#### Supplied information
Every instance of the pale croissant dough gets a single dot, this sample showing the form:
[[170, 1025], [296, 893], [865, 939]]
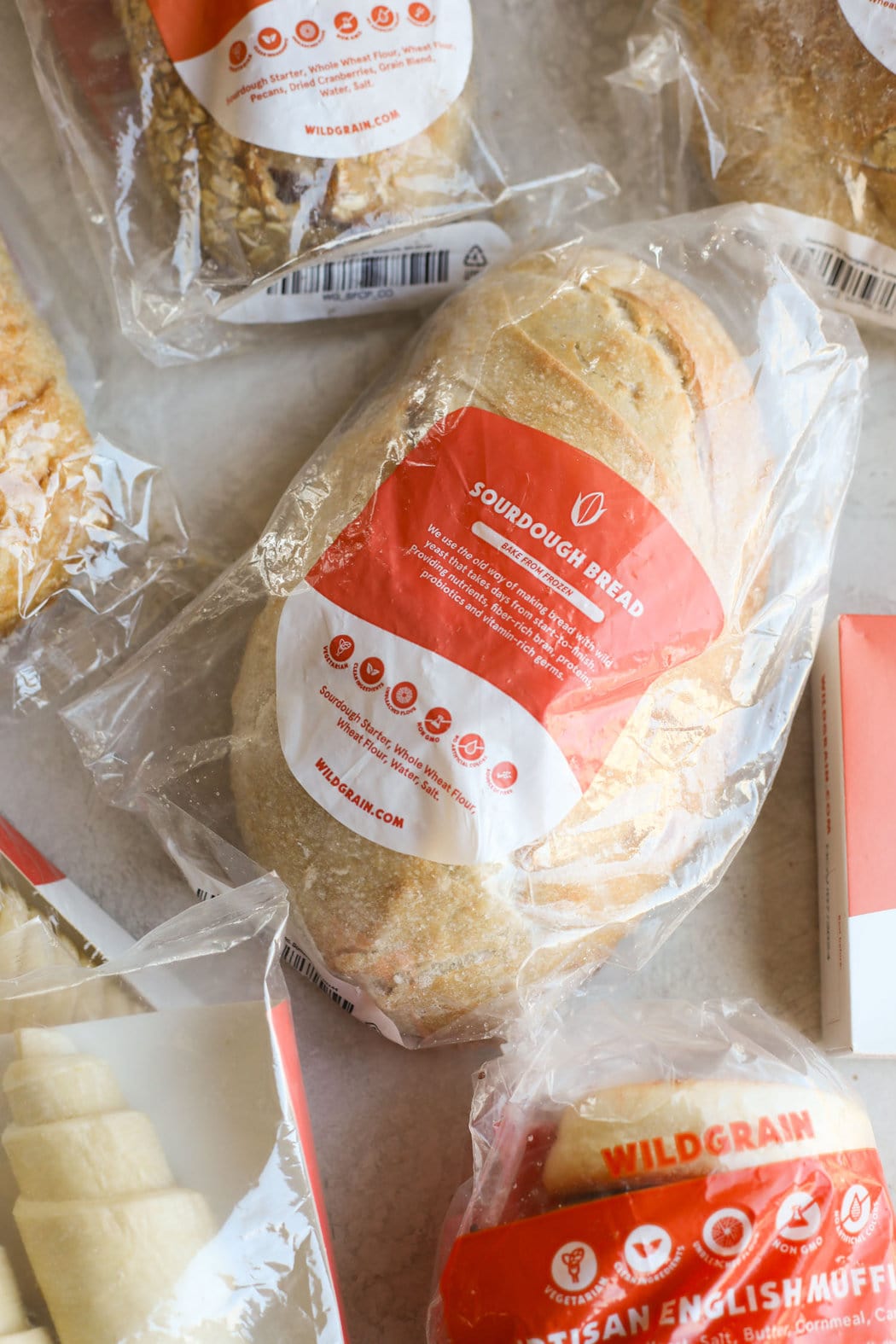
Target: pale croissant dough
[[105, 1227], [14, 1320], [259, 208], [776, 1122], [806, 116], [44, 448], [614, 358]]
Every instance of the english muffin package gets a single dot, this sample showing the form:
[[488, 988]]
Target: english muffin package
[[220, 147], [157, 1176], [93, 550], [672, 1172], [791, 102], [509, 672]]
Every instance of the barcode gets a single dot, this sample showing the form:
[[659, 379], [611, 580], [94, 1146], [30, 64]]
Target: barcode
[[858, 281], [378, 271], [293, 956]]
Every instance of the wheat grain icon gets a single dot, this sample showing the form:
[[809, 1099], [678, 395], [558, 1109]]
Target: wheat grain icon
[[107, 1230]]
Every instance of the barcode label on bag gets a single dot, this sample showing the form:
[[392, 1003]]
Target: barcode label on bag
[[402, 275], [849, 271]]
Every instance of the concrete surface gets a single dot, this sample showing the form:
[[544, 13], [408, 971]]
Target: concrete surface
[[391, 1126]]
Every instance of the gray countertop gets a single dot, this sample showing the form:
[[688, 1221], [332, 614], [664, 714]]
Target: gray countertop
[[391, 1126]]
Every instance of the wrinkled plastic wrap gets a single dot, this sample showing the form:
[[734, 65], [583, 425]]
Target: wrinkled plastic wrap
[[93, 550], [201, 142], [503, 684], [788, 104], [157, 1179], [673, 1172]]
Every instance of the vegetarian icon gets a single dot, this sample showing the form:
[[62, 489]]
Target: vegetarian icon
[[107, 1230]]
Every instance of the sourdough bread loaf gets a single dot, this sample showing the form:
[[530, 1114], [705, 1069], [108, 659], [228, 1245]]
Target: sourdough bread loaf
[[46, 505], [629, 366], [802, 114], [259, 208]]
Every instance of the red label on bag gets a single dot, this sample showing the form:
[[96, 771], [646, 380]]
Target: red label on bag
[[463, 657], [774, 1253]]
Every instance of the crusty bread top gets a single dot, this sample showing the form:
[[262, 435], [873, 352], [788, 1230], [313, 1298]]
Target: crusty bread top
[[629, 366], [805, 113], [652, 1133], [44, 448]]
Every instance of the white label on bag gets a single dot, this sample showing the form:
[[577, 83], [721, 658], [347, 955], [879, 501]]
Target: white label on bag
[[324, 79], [454, 670], [874, 21], [423, 268], [849, 271]]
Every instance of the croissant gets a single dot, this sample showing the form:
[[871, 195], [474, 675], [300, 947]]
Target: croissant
[[107, 1230]]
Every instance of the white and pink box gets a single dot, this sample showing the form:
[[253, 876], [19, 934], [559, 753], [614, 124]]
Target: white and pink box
[[854, 726]]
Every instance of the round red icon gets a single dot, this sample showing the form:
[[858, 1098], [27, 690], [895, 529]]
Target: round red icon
[[469, 749], [369, 672], [383, 18], [437, 722], [308, 32], [346, 25], [340, 648], [503, 776], [271, 42], [404, 695]]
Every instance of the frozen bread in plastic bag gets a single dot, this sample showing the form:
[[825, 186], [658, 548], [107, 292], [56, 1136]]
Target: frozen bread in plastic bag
[[509, 672]]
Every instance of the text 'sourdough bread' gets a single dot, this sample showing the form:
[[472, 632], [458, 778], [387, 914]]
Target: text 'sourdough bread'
[[46, 505], [105, 1227], [259, 208], [626, 364], [652, 1133], [805, 114]]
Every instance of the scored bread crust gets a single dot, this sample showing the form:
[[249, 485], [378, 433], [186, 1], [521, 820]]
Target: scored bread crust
[[612, 1120], [259, 208], [626, 364], [44, 449], [807, 113]]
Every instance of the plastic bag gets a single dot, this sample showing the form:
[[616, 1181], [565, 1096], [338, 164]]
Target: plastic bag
[[159, 1179], [203, 143], [93, 551], [791, 104], [669, 1172], [510, 670]]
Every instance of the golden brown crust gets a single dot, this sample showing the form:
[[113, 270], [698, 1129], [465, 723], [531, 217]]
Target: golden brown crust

#### Directive
Render every one of the lines above as a JSON list of strings, one string per line, with blank lines left out. Leave the pictures out of the answer.

#### Correct response
[
  "Every instance of the pale croissant dough gets a single dot, this sample showing the form:",
  "[[170, 1025], [296, 893], [865, 939]]",
  "Target: pale croissant dough",
  "[[105, 1227], [14, 1320], [259, 208], [776, 1122], [806, 116], [44, 448], [614, 358]]",
  "Every instance of the english muffin package gets a single dot, this sample showing the form:",
  "[[488, 988]]",
  "Target: english muffin package",
  "[[220, 147], [157, 1176], [93, 550], [672, 1172], [791, 102], [509, 672]]",
  "Every instance of the barcode gets a single dot, this sample showing the form:",
  "[[659, 379], [611, 580], [94, 1146], [30, 64]]",
  "Target: barcode",
  "[[858, 281], [378, 271], [293, 956]]",
  "Every instance of the wheat grain icon gets a single dot, this sample showing the form:",
  "[[809, 1099], [678, 395], [558, 1109]]",
  "Target: wheat grain icon",
  "[[107, 1230]]",
  "Every instance of the barcode label on bag gets a single dot, this sample showing the form:",
  "[[392, 1003]]",
  "Target: barcode label on bag",
  "[[402, 275], [849, 271]]",
  "Every instance of the concrete surface gets a single dot, this sample showing the form:",
  "[[544, 13], [408, 971]]",
  "Target: concrete surface",
  "[[391, 1126]]",
  "Every instance of the gray countertop gets a single dot, this sample showing the form:",
  "[[688, 1221], [332, 614], [664, 714]]",
  "Target: gray countertop",
  "[[391, 1126]]",
  "Every instance of the wrinkled plastic wrap gets a single dot, this sample showing the form:",
  "[[734, 65], [583, 425]]",
  "Target: wrinkled plastic wrap",
  "[[93, 550], [201, 142], [503, 684], [788, 104], [157, 1179], [673, 1172]]",
  "Every instance of the vegetarian icon gets a single dot, this sample showing the form:",
  "[[62, 489]]",
  "Target: vegetarian icon",
  "[[107, 1230]]",
  "Every instance of the sourdough bread loaf gets a single dot, this sample showing the form:",
  "[[530, 1114], [705, 1069], [108, 659], [228, 1245]]",
  "Target: sourdough bread loaf",
  "[[46, 505], [629, 366], [802, 114], [259, 208]]",
  "Every instance of the red label on bag gets a single dot, this sample showing the form:",
  "[[96, 771], [646, 380]]",
  "Target: red label on bag",
  "[[463, 657], [774, 1253]]",
  "Every instance of the crusty bread top gets a single dot, this sample showing the form:",
  "[[262, 435], [873, 352], [788, 1230], [313, 1298]]",
  "Target: crusty bread top",
  "[[629, 366], [805, 113], [652, 1133], [44, 448]]",
  "Every instance of the white label on bag gets a single dot, this sample showing the form:",
  "[[577, 83], [721, 658], [347, 955], [879, 501]]",
  "Target: white label on bag",
  "[[324, 79], [454, 670], [874, 21], [423, 268], [849, 271]]",
  "Every instance of the croissant gets a single dot, this sample showing the form:",
  "[[871, 195], [474, 675], [300, 947]]",
  "Target: croissant",
  "[[107, 1230]]",
  "Every instance of the white and pink box gets a single dot, this sample showing the form:",
  "[[253, 876], [19, 934], [559, 753], [614, 124]]",
  "Target: white and pink box",
  "[[854, 726]]",
  "Every instance of the round red icon gets a single dot, this sample showing the form:",
  "[[858, 1098], [27, 690], [895, 529]]",
  "Target: round red icon",
  "[[469, 749], [369, 672], [383, 18], [437, 722], [308, 32], [346, 25], [340, 648], [503, 776], [271, 42], [404, 695]]",
  "Every instance of the frozen bread in plastic bag gets a single dot, this sample showing the form:",
  "[[825, 186], [658, 548], [107, 292], [56, 1136]]",
  "Target: frozen bread in plastic bag",
  "[[509, 672]]",
  "Every instance of the text 'sourdough bread' gets a single dot, this sample showing the form:",
  "[[472, 632], [458, 778], [387, 914]]",
  "Target: text 'sourdough bread'",
  "[[46, 505], [105, 1227], [259, 208], [626, 364], [652, 1133], [805, 114]]",
  "Every instance of the scored bread crust gets a single dot, this sample showing the form:",
  "[[249, 485], [378, 433], [186, 1], [521, 820]]",
  "Target: scored bread crust",
  "[[612, 1120], [259, 208], [626, 364], [44, 449], [807, 113]]",
  "Every instance of the plastic bag gets a single dot, this sample showing the form:",
  "[[616, 1181], [565, 1096], [338, 164]]",
  "Target: plastic bag",
  "[[159, 1179], [203, 143], [93, 551], [791, 104], [669, 1172], [510, 670]]",
  "Every instance of the golden brown crust gets a single dot, this sample showing the form:",
  "[[113, 270], [698, 1129], [465, 723], [531, 217]]",
  "Target: golden brown crust"
]